Task objective: What appears from the line containing "Screenshot QA — Where is the console" to the end of the listing below should be copied exactly, with no other lines.

Source records:
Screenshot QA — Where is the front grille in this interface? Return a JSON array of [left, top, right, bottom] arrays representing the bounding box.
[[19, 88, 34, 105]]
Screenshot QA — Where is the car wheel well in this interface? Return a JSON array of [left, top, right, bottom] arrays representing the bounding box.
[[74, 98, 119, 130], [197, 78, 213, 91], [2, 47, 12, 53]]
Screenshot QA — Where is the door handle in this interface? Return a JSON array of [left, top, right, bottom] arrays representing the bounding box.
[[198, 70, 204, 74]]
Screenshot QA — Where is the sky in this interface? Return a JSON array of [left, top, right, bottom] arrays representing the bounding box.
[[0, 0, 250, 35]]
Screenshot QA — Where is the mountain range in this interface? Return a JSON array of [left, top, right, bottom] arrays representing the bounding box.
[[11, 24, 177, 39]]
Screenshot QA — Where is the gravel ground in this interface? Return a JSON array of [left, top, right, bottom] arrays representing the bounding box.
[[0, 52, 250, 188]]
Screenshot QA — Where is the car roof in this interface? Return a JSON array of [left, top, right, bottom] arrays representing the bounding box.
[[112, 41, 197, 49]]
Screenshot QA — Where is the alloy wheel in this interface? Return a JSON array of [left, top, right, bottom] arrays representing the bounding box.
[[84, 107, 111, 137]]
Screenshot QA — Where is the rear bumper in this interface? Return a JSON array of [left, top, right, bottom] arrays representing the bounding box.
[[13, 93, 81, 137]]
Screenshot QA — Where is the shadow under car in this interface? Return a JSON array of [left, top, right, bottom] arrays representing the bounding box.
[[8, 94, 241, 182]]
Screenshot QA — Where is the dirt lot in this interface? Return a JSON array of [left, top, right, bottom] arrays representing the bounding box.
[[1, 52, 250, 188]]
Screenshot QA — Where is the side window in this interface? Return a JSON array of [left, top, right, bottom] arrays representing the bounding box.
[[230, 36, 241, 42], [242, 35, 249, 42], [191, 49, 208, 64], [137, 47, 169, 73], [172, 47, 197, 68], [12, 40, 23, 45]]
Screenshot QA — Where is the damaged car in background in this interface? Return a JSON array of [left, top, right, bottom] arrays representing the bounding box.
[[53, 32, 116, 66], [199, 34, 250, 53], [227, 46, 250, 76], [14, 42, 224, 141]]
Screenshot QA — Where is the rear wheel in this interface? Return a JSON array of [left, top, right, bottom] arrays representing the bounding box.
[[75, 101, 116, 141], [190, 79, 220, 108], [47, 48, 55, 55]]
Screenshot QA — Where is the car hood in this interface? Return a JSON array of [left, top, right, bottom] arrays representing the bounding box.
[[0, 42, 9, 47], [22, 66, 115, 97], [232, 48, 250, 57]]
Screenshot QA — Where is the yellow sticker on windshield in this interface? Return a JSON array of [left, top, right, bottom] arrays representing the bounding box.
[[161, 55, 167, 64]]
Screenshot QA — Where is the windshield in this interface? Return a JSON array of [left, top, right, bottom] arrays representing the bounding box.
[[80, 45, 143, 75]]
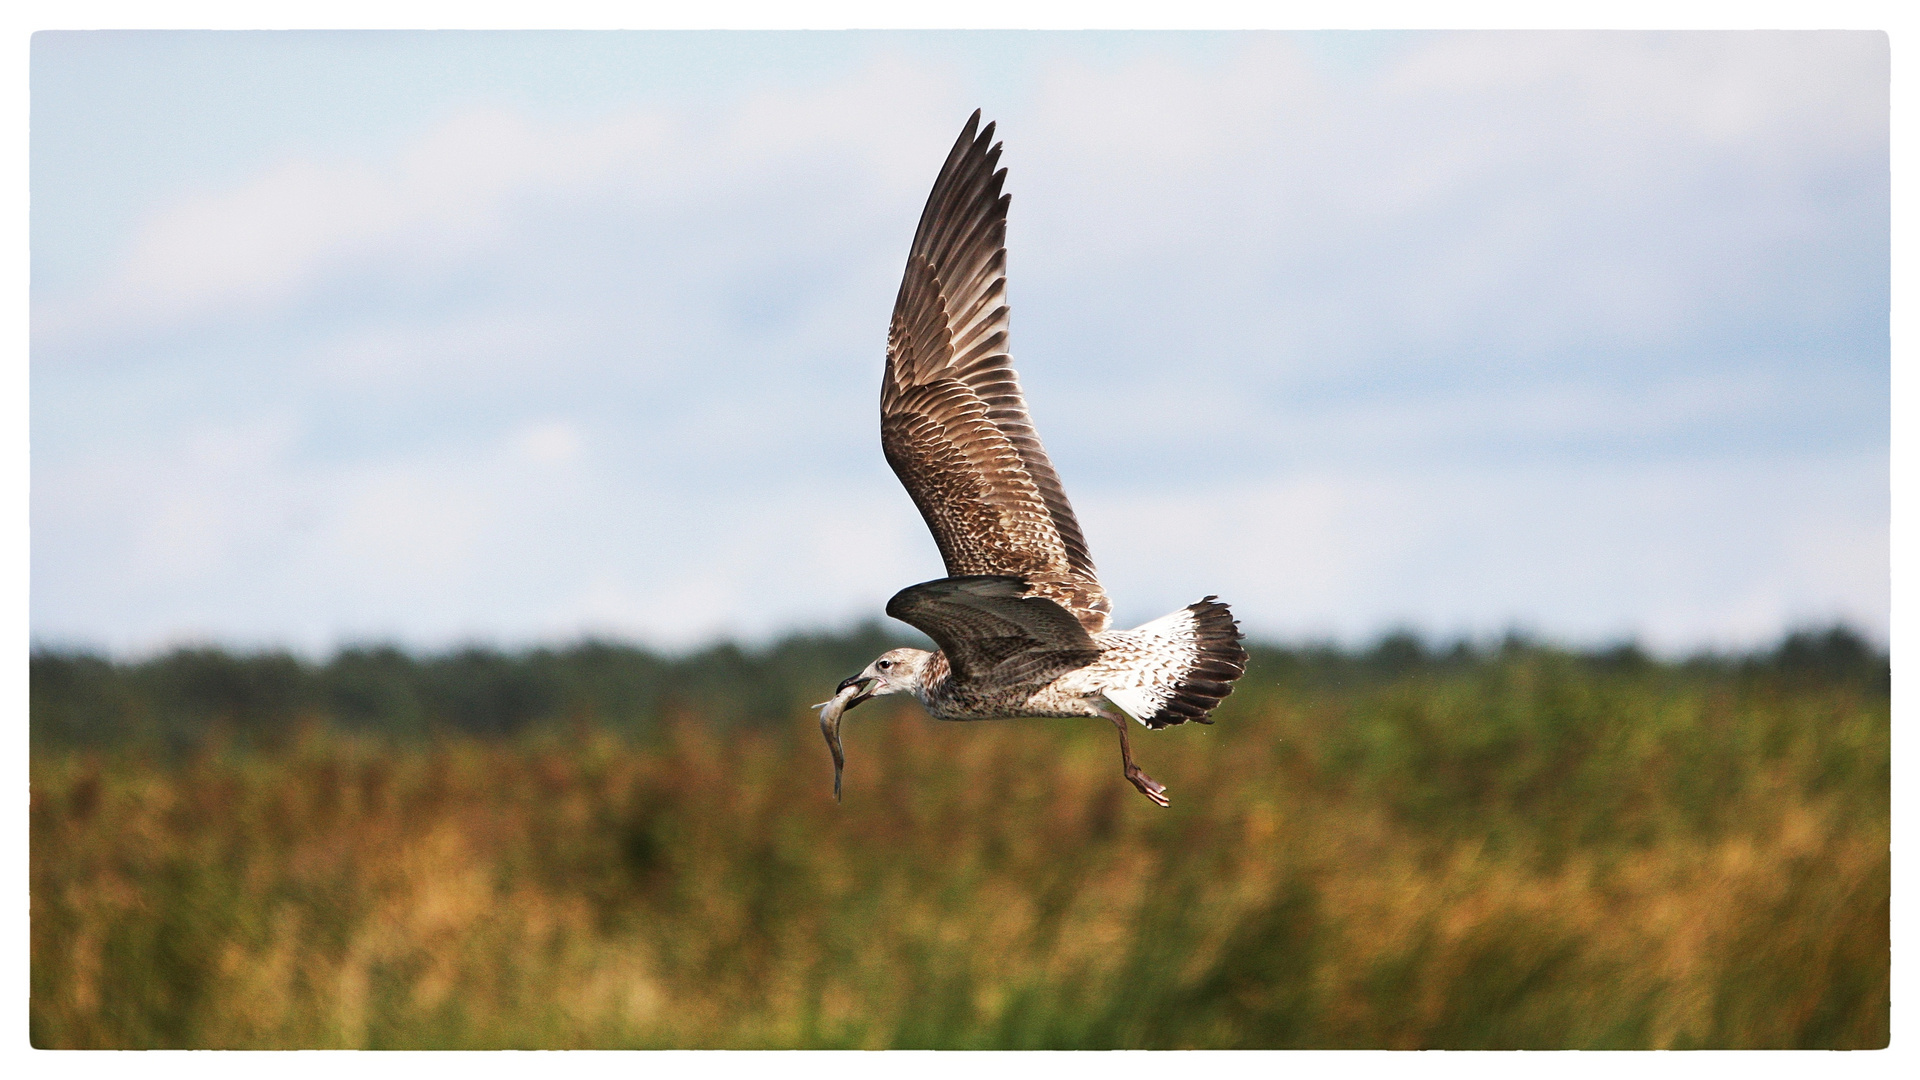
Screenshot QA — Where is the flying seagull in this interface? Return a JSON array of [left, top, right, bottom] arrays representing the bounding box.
[[819, 110, 1248, 807]]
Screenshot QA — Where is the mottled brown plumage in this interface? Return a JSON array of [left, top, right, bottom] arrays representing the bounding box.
[[826, 111, 1248, 806], [881, 112, 1111, 634]]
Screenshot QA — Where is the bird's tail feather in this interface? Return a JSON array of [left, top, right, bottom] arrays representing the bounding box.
[[1104, 597, 1248, 729]]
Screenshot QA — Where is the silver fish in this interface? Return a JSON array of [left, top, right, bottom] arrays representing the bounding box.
[[815, 682, 863, 801]]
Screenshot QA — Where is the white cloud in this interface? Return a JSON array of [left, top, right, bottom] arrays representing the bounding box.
[[30, 33, 1888, 655], [35, 55, 960, 349], [510, 420, 585, 466], [1079, 450, 1888, 652]]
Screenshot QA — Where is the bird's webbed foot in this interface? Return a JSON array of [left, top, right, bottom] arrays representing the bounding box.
[[1124, 763, 1170, 807], [1097, 704, 1172, 808]]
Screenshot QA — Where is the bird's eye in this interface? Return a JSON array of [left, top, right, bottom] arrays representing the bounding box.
[[878, 659, 892, 670]]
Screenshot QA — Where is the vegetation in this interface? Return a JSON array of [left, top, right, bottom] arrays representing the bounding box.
[[30, 628, 1889, 1048]]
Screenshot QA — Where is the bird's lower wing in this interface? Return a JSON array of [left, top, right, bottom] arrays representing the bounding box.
[[886, 575, 1101, 683]]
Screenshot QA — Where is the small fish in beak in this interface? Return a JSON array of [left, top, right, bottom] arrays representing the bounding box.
[[814, 676, 873, 802]]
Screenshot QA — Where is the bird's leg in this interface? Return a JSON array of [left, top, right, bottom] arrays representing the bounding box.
[[1098, 707, 1169, 807]]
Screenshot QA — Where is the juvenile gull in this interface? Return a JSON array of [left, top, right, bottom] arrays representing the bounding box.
[[825, 111, 1248, 806]]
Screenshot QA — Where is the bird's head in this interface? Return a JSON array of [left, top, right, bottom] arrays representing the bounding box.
[[837, 648, 934, 707]]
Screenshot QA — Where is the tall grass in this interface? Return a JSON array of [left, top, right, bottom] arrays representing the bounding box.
[[31, 644, 1888, 1048]]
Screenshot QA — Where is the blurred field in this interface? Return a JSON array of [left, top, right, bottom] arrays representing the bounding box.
[[30, 631, 1889, 1048]]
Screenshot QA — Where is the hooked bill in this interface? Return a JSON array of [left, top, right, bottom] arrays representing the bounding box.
[[817, 683, 862, 802]]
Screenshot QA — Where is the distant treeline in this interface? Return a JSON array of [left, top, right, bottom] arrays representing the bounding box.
[[30, 624, 1887, 751]]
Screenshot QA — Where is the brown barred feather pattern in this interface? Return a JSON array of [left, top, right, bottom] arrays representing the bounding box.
[[881, 110, 1111, 634]]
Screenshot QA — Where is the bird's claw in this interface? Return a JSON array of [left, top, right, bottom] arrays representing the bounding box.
[[1126, 767, 1170, 807]]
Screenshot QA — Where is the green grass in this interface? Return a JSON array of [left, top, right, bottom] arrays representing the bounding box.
[[30, 638, 1889, 1048]]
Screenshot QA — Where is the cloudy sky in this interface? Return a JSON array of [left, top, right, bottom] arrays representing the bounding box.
[[29, 30, 1888, 657]]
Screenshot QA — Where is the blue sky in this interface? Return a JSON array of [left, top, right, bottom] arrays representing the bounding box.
[[29, 30, 1889, 656]]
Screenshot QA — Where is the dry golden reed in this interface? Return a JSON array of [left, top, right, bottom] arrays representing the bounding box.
[[31, 655, 1888, 1048]]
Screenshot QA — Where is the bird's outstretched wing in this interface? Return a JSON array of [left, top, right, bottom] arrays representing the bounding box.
[[887, 575, 1101, 684], [882, 110, 1111, 633]]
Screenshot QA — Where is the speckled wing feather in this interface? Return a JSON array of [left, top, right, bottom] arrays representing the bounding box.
[[887, 575, 1101, 684], [882, 110, 1112, 633]]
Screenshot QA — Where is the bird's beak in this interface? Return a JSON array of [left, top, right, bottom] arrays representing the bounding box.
[[835, 673, 878, 708]]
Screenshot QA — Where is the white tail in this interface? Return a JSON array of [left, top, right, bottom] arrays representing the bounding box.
[[1104, 597, 1248, 729]]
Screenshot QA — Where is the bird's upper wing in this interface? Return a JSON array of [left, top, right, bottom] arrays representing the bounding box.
[[887, 575, 1101, 684], [881, 110, 1111, 633]]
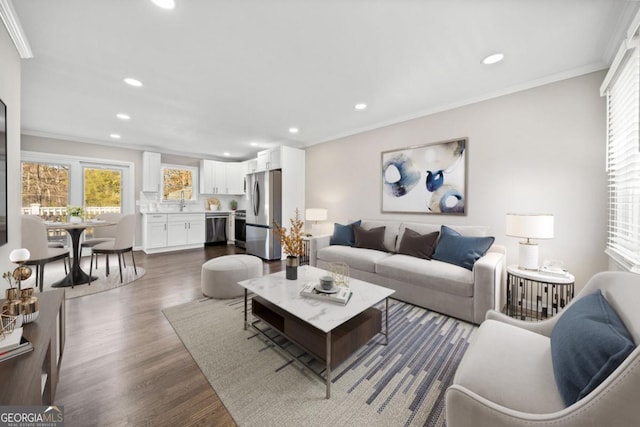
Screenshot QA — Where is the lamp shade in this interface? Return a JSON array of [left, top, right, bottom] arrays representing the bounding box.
[[305, 208, 328, 222], [506, 214, 554, 239], [9, 248, 31, 263]]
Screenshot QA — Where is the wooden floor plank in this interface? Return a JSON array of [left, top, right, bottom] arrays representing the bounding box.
[[54, 245, 282, 427]]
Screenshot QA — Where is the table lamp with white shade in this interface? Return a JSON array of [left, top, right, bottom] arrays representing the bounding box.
[[305, 208, 328, 236], [506, 213, 554, 270]]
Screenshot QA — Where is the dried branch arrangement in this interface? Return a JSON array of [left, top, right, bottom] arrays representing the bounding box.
[[274, 208, 305, 257]]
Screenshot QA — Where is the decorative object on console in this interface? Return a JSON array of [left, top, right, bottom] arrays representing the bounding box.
[[329, 220, 361, 246], [381, 138, 467, 214], [274, 208, 304, 280], [506, 213, 554, 270], [4, 248, 39, 324], [305, 208, 328, 236]]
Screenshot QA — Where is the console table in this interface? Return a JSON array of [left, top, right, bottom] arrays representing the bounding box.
[[0, 289, 65, 405]]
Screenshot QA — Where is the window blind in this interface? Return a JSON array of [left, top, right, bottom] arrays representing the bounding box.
[[603, 38, 640, 272]]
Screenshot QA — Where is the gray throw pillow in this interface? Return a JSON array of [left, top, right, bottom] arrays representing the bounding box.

Your response:
Screenshot QA — Where is the console table in this interface? Return a JSON array of [left, top, right, bottom] arrays representing the bounding box.
[[0, 289, 65, 405]]
Screenshot QA — Where is the window blind in this interface? Return a JSON array of [left, top, right, bottom] arrays representing the bounding box.
[[603, 38, 640, 272]]
Screenshot QA — Where is the gray throw pillow in this interface? Return a JSON array of [left, top, right, bottom] arrays representing the bounding box.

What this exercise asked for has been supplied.